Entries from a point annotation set
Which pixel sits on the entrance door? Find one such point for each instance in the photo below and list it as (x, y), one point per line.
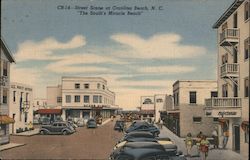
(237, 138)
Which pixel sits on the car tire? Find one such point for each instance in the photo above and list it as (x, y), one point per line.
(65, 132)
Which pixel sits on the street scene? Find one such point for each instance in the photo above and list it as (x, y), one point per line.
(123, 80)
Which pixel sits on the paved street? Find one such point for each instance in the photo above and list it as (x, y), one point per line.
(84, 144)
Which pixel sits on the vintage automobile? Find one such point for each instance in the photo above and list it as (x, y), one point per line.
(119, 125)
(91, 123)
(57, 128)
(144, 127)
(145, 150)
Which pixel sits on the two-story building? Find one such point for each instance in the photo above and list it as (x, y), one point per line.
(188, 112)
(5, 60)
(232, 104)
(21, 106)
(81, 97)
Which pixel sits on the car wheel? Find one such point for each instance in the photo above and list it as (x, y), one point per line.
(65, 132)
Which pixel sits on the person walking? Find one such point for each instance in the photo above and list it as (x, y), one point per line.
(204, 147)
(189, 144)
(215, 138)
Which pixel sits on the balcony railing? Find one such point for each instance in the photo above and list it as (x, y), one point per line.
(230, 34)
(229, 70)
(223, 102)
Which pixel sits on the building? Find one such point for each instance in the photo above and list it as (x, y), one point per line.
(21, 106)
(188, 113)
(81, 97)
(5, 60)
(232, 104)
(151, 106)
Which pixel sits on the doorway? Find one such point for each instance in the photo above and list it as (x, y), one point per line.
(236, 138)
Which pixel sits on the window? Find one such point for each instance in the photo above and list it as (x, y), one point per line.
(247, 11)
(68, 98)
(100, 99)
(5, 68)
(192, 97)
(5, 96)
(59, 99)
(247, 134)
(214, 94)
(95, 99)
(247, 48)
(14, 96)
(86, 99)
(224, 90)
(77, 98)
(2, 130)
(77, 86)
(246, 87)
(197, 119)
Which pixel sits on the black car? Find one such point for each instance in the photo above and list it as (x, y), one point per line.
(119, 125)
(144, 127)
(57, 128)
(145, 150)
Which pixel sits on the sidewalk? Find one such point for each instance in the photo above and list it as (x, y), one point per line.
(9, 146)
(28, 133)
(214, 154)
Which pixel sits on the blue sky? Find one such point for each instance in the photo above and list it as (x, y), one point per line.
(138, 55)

* * *

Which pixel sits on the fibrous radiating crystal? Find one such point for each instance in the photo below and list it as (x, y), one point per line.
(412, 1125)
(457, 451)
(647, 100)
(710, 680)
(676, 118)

» **Exercise details**: Report every line of the listing above that contains the string "building", copying each such line in full.

» **Exercise answer**:
Which pixel sits on the two-story building? Find one such point for each instance in the photo above and list it as (x, y), one point per line.
Which pixel sits on the building? Find one such point for each instance in the photo above and list it as (x, y), one point per line.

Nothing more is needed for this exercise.